__Your instructions__: For the copy, please give all of the data again exactly and leave the pictures out.

+--

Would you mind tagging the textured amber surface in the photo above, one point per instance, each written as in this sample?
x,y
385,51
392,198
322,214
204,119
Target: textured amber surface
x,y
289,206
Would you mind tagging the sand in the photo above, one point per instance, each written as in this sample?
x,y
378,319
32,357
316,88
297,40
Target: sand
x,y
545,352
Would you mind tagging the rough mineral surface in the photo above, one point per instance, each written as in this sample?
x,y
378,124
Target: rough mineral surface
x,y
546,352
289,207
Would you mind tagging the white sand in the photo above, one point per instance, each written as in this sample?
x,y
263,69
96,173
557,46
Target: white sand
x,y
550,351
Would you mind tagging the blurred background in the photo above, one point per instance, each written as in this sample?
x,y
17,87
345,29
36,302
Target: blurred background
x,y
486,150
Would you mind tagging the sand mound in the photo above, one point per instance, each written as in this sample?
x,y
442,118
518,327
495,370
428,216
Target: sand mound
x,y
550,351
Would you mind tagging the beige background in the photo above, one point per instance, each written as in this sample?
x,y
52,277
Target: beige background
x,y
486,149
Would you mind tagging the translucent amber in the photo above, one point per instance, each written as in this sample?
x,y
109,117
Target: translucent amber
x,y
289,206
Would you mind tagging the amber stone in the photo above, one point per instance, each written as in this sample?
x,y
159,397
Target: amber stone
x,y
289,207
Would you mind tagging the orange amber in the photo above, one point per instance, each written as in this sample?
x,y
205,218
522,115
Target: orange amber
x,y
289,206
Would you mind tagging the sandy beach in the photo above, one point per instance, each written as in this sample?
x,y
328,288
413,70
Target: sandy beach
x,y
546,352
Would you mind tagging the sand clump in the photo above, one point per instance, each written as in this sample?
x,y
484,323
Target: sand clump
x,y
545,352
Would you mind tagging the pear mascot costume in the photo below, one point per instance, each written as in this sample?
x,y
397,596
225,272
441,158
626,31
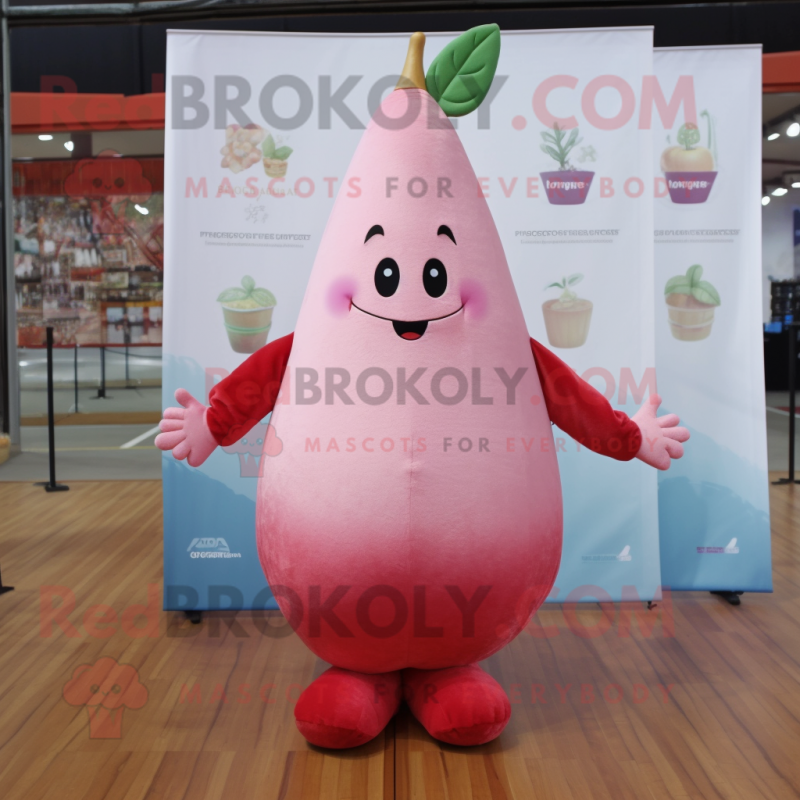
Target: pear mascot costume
x,y
402,536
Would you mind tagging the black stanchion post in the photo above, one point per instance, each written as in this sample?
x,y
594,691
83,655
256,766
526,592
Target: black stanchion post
x,y
51,485
76,377
793,326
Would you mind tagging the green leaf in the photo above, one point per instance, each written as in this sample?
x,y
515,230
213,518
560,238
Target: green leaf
x,y
264,297
552,153
231,294
460,76
268,147
694,273
680,284
706,293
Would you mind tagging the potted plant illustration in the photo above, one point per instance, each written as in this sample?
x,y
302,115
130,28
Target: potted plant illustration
x,y
689,167
690,304
247,312
565,186
240,150
275,157
567,318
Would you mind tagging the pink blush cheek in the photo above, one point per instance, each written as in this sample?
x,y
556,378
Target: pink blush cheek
x,y
339,296
474,299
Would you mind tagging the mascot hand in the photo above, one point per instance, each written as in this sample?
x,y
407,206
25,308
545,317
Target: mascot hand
x,y
185,431
661,436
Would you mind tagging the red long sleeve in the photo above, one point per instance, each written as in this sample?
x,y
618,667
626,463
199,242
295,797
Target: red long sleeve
x,y
582,412
248,394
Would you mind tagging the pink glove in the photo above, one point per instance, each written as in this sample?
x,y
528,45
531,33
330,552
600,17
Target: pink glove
x,y
661,438
185,431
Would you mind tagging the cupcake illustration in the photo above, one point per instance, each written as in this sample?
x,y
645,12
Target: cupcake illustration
x,y
567,317
565,186
688,167
247,312
275,157
690,305
241,149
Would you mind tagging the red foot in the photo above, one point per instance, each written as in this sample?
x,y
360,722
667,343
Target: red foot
x,y
346,709
457,705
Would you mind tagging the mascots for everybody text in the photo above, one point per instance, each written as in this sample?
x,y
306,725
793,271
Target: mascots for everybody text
x,y
401,554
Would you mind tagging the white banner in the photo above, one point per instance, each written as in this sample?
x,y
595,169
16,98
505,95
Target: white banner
x,y
596,229
245,208
714,505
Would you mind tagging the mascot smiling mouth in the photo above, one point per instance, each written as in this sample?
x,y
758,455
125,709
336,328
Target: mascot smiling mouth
x,y
410,330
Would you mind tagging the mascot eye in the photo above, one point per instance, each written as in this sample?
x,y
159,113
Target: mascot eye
x,y
387,277
434,277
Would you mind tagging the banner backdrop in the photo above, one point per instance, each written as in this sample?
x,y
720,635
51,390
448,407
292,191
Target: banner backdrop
x,y
713,505
260,129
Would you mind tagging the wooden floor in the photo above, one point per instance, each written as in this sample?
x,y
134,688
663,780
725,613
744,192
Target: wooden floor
x,y
728,728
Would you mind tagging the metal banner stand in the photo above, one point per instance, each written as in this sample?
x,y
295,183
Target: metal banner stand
x,y
51,485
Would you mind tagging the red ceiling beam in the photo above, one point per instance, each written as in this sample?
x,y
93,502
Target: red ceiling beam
x,y
41,112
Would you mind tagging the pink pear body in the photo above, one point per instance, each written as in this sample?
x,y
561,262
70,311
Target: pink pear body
x,y
380,519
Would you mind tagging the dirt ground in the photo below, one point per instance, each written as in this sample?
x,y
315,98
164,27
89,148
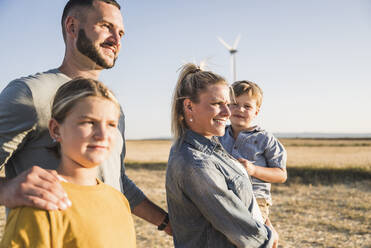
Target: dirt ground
x,y
325,203
336,215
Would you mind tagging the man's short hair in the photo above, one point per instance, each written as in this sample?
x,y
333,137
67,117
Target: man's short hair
x,y
71,4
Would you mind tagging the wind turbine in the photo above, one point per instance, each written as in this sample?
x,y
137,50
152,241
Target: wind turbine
x,y
232,50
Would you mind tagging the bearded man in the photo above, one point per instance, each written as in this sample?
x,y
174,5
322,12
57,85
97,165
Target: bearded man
x,y
92,32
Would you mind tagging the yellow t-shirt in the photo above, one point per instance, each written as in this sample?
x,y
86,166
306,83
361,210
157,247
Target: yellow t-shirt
x,y
99,217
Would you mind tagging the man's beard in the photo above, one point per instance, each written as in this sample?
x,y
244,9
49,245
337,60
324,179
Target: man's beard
x,y
85,46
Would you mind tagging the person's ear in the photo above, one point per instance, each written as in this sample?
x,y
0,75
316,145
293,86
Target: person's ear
x,y
54,130
257,111
71,26
188,105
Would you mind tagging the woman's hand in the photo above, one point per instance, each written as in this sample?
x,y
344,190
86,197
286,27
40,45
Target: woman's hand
x,y
250,168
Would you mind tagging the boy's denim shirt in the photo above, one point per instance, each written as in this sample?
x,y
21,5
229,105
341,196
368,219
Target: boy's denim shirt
x,y
210,198
260,148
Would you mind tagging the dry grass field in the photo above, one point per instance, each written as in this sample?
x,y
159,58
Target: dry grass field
x,y
326,201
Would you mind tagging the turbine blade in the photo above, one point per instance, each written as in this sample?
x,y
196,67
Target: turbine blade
x,y
224,43
235,44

+--

__Expected answer__:
Would you mind tagging the textured amber surface in the photo above, one point per instance, each written as in this sample?
x,y
385,51
392,198
322,214
204,119
Target: textured amber surface
x,y
289,206
Would you mind tagging the sand in the photo above, one point per instance, each written as in this sample?
x,y
378,319
32,357
316,88
297,40
Target: sand
x,y
545,352
Would you mind tagging the rough mineral surface in the photo above, one point per instance, each written as in this sample?
x,y
378,124
Target: rough mineral surface
x,y
546,352
289,207
Would you mind tagging the white sand in the photo above, one point per instance, each written as in this sample?
x,y
263,69
96,173
557,46
Target: white sand
x,y
550,351
Would you mind tagging the blurred background in the photo above, one point per instance, each written as in this sample?
x,y
17,87
345,29
36,302
Target: blurred background
x,y
486,150
Would you mind tagging the sand mound in the photo above, one point per instance, each written as in this sample?
x,y
442,118
518,327
495,370
428,216
Target: sand mound
x,y
550,351
Would you mind tagging the beige background in the photo above, one point per instance, each written as in this sample?
x,y
52,277
Target: beige background
x,y
486,149
Would you mind tagging the translucent amber in the photo above, one point per instance, each written as in this sample?
x,y
109,117
Target: translucent amber
x,y
289,206
Would you mind tagging the amber stone in the photo above, one point per instance, each written as in this sample?
x,y
159,397
Target: amber stone
x,y
289,207
Would you mind tagging the orange amber in the photo above, one point per instance, each written as in this sample?
x,y
205,218
522,115
Target: orange amber
x,y
289,206
Would you mind tagging the sandy beach in the photo above, one point per instance, each written as in this sample?
x,y
328,288
413,70
Target: sandy beach
x,y
546,352
Would you mind tagging the sand clump in the photo above, one point per instance, each written as in this sample?
x,y
484,323
Target: sand clump
x,y
545,352
Would you mind tagging the pear mascot costume in the photo below, one point per instance, each written as in this sample?
x,y
397,596
225,272
441,158
626,31
Target: pear mascot costume
x,y
402,536
Would you mind tagging the black stanchion post in the photo above, one point per instance, each written as in this sample?
x,y
594,691
83,655
256,766
526,592
Target: black stanchion post
x,y
51,485
76,377
793,326
Would you mind tagging the green leaf in the photo above, one point per instance, each written as in this sample?
x,y
515,230
213,518
560,238
Target: green leaf
x,y
264,297
552,153
231,294
460,76
268,147
694,273
680,284
706,293
Would you mind tagging the potted plant illustration in the photo above, one point per instance, each written as in this sample?
x,y
302,115
130,28
Target: potted plant illustration
x,y
689,167
690,304
247,312
565,186
240,150
275,157
567,318
Would you mind tagging the pink blush cheek in the photo above, one point per instance, each written as in this sample?
x,y
556,378
Target: pink blush cheek
x,y
339,296
474,299
Would you mind tagging the mascot hand in the photo above, one point per instance, each written as in this sample?
x,y
407,206
25,308
545,317
Target: mascot hand
x,y
185,431
661,436
Would you mind tagging the red long sleeve in the photo above, one point per instance, each written as in this sample?
x,y
618,667
626,463
199,242
295,797
Target: red long sleeve
x,y
582,412
248,394
Would you mind tagging the pink glove in the photo above, one point per instance, each written as in this sample?
x,y
528,45
531,33
330,552
600,17
Target: pink glove
x,y
661,438
185,431
Would you mind tagging the cupcake illustration in the photo above, one point per instance, each written as in this sample?
x,y
645,12
Target: cupcake illustration
x,y
567,317
565,186
688,167
247,312
275,157
690,305
241,149
Would you mind tagging the red foot in the photo above, one point per instance, each written as in this sample?
x,y
360,722
667,343
Target: red foot
x,y
346,709
457,705
Would you mind tagging the mascots for everybody text in the photo above, one point per instance, each written as in this sample?
x,y
306,725
793,271
Target: mascots for everybody text
x,y
401,554
Would you mind tagging the white banner in the photo above, one point per instance, each written as in this sample?
x,y
595,169
16,98
505,95
Target: white banner
x,y
596,229
245,208
714,505
Would you mind tagging the mascot smiling mouth in the photo above, one point per instance, each written as in this sample?
x,y
758,455
125,709
336,328
Target: mascot smiling mouth
x,y
410,330
Would you mind tagging the mascot eye in the photo above, one point per instance, each written as in this sample?
x,y
159,113
Target: mascot eye
x,y
387,277
434,277
Would you mind tagging the banner backdrop in the photo above, one point per instance, each written as in this sample?
x,y
720,635
51,390
448,407
292,191
Target: banner backdrop
x,y
713,505
260,129
Would you mind tagging the wooden floor in the photo above, one point per instance, each written as in this sample?
x,y
134,688
663,780
725,613
744,192
Target: wooden floor
x,y
728,728
Would you mind tagging the metal banner stand in the photo above, one point per instance, each written as in this sample?
x,y
295,183
Target: metal banner stand
x,y
51,485
Would you mind tagging the red ceiling beam in the photo above, one point per instance, each written as in this sample?
x,y
93,502
Target: red ceiling beam
x,y
41,112
Would you mind tagging the pink pear body in the photo above, one point per instance, each written as in this sample?
x,y
561,262
70,311
Target: pink pear body
x,y
380,519
Would you mind tagging the dirt ground in the photo below, one point per instance, each written as in this sample?
x,y
315,98
164,27
89,148
Target: dirt ground
x,y
325,203
336,215
Would you mind tagging the man's short hair in the photo above, one point per instance, each written as in this sample?
x,y
333,137
67,117
Target: man's short hair
x,y
71,4
Would you mind tagging the wind turbine in the photo above, one point per instance, each written as in this sample?
x,y
137,50
152,241
Target: wind turbine
x,y
232,50
Would you mind tagging the bearded man in the photo above, one point per instance, each written as in this sample?
x,y
174,5
322,12
57,85
97,165
Target: bearded man
x,y
92,32
Would you mind tagging the yellow t-shirt in the photo above, one point per instance, each written as in this sample?
x,y
86,166
306,83
361,210
157,247
Target: yellow t-shirt
x,y
99,217
Would you mind tagging the man's beard in the photo above, one point per instance, each written as in this sample?
x,y
244,9
49,245
337,60
324,179
Target: man's beard
x,y
85,46
Would you mind tagging the person's ear in the photo above, one point per instance, each written as in this sample?
x,y
0,75
316,145
293,86
Target: person's ear
x,y
54,130
257,111
71,26
188,105
Would you mind tagging the woman's hand in the photo above, one point per instance, each written as in this sample?
x,y
344,190
86,197
286,27
40,45
Target: woman's hand
x,y
250,168
Would you mind tagging the boy's denim shirt in the photo above, one point per instance, each written as in this sample?
x,y
21,5
229,105
341,196
368,219
Target: boy's denim shirt
x,y
210,198
260,148
Would you mind tagging the dry grass field in the photo above, one point per instance, each written as in this sample?
x,y
159,58
Target: dry grass field
x,y
326,201
Would you mind tagging the turbine blade in the photo above, one point per instance, each written as in this sample?
x,y
196,67
Target: turbine blade
x,y
224,43
235,44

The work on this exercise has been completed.